◆ Collected data entries ◆

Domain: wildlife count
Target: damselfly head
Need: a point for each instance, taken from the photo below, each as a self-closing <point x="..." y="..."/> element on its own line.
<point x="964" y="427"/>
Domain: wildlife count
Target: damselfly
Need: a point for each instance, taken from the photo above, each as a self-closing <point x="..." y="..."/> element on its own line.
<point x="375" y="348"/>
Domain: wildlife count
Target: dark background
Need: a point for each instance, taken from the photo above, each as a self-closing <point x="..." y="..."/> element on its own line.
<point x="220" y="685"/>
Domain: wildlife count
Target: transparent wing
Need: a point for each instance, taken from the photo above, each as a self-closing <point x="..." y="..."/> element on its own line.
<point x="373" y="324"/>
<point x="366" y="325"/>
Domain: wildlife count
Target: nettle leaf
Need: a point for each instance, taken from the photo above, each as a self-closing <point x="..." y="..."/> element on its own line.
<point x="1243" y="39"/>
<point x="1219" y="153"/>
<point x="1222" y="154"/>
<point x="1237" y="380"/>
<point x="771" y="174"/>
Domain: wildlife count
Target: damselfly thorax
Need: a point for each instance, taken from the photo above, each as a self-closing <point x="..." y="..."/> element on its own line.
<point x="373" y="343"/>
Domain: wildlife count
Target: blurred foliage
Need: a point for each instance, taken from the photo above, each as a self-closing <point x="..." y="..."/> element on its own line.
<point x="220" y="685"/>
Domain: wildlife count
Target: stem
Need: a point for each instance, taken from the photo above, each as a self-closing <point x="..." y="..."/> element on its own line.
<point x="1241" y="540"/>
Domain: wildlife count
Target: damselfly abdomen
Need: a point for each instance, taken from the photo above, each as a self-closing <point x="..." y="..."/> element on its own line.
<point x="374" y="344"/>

◆ WHAT NEEDS TO BE DONE ◆
Nothing but a number belongs in the answer, namely how many lines above include "Target".

◆ OUTPUT OF THE TASK ◆
9